(Using the information)
1. Quote the Italian retail sales article from "Valentina Romei in" up to and including "showed on Tuesday.".
2. Using the article on Italy's retail sales, decide whether each statement agrees with it, answering yes or no and quoting the deciding words: (a) Retail sales in July fell 2.2 per cent from the month before. (b) Online shopping declined. (c) Food sales rose sharply compared with last year.
3. Write what comes next in the article on Italy's retail sales, picking up after its final sentence.

Valentina Romei in London
A decline in Italy’s retail sales ended two months of improvement to raise fears for the fragility of recovery in the eurozone’s third-biggest economy that risks widening the region’s north-south gap.
Sales fell 2.2 per cent in July compared with the previous month, marking a setback from June’s 12 per cent expansion. The monthly figure means that retail sales in July were 7.2 per cent below the same month last year, official data showed on Tuesday.
Recent figures “show that the pace of recovery is likely to slow significantly beyond the ‘mechanical’ bounce in activity seen in the third quarter”, said Nicola Nobile, economist at Oxford Economics. “Overall, we maintain our view that, after the strong rebound in the third quarter, the subsequent quarterly gains in the Italian economy in the fourth and through 2021 will be much more modest.”
Online shopping rose 11.6 per cent as coronavirus-hit consumers stuck at home took to their computers to buy goods, the national statistics office said. Overall sales dropped nonetheless, while food sales were broadly unchanged from last year.

(Provided records)
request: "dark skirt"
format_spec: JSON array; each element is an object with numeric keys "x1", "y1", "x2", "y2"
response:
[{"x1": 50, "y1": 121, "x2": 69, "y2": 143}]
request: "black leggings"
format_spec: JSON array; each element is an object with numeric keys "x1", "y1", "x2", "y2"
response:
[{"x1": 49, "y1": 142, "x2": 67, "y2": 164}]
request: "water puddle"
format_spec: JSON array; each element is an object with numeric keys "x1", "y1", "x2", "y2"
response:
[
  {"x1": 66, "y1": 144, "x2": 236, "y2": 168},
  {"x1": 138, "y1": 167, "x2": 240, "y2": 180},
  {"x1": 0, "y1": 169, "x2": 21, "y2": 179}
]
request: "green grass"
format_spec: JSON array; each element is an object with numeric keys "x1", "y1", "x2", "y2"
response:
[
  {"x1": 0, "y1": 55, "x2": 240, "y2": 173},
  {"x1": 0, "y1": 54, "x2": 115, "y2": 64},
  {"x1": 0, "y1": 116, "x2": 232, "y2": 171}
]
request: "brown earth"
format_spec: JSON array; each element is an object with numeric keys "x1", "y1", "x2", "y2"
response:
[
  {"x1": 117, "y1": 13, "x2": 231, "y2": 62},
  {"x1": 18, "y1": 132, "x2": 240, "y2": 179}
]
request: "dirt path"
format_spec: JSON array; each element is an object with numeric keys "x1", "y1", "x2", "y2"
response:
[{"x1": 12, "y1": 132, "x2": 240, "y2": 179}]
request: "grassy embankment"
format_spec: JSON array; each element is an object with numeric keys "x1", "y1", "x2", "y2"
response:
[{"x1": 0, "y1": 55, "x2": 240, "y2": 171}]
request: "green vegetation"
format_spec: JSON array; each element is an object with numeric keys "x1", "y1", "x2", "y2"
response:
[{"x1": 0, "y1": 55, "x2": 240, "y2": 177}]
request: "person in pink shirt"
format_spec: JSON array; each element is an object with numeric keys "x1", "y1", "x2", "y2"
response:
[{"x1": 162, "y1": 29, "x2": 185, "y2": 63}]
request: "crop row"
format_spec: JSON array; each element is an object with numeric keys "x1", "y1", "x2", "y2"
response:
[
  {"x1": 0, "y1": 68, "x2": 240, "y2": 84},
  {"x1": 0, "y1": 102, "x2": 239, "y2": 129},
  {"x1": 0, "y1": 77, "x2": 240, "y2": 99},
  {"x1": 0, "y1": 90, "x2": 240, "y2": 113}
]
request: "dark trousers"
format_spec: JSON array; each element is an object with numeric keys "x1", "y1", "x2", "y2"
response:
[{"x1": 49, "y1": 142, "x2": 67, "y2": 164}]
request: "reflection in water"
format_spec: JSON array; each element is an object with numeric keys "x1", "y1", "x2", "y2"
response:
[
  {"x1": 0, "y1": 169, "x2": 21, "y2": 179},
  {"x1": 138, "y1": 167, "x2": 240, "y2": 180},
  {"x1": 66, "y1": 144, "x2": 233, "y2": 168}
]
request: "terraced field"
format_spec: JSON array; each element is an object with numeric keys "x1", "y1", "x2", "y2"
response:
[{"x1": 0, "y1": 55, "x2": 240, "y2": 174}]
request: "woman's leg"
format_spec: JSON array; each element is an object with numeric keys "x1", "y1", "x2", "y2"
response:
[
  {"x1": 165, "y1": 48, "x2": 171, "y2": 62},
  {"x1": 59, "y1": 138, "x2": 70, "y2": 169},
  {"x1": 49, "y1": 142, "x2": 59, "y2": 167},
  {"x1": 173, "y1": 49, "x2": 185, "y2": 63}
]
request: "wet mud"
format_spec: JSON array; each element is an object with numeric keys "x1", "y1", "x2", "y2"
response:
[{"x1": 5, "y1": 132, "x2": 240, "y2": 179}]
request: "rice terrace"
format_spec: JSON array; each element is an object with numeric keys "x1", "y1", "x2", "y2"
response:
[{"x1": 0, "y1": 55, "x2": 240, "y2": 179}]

(Responses by item number)
1.
Valentina Romei in London
A decline in Italy’s retail sales ended two months of improvement to raise fears for the fragility of recovery in the eurozone’s third-biggest economy that risks widening the region’s north-south gap.
Sales fell 2.2 per cent in July compared with the previous month, marking a setback from June’s 12 per cent expansion. The monthly figure means that retail sales in July were 7.2 per cent below the same month last year, official data showed on Tuesday.

2.
(a) Yes: "Sales fell 2.2 per cent in July compared with the previous month"
(b) No: "Online shopping rose 11.6 per cent"
(c) No: "food sales were broadly unchanged from last year"

3.
Non-food goods especially clothing and household appliances fell, the Italian statistical agency Istat said.
“Looking at the value of sales for non-food products, dramatic falls were reported across all categories,” Istat said.
The setback in Italy’s retail spending raises concerns of a slowdown in the economic recovery after the historic fall in output in the second quarter.
Industrial output is recovering more quickly than expected, but the dominant services sector is suffering from reduced international tourism and fears of unemployment once the government’s support scheme ends.
Data for other European countries have shown a correction in retail spending in July after a large rebound in June. Germany, the region’s largest economy, reported a 0.9 per cent drop in sales, compared with the previous month.
However, in France and Germany, July’s retail sales were stronger than in the same month last year, while for Italy – and to a smaller extent in Spain – the drop came before reaching pre-pandemic levels, fuelling concerns that an uneven economic recovery could widen the north-south economic gap.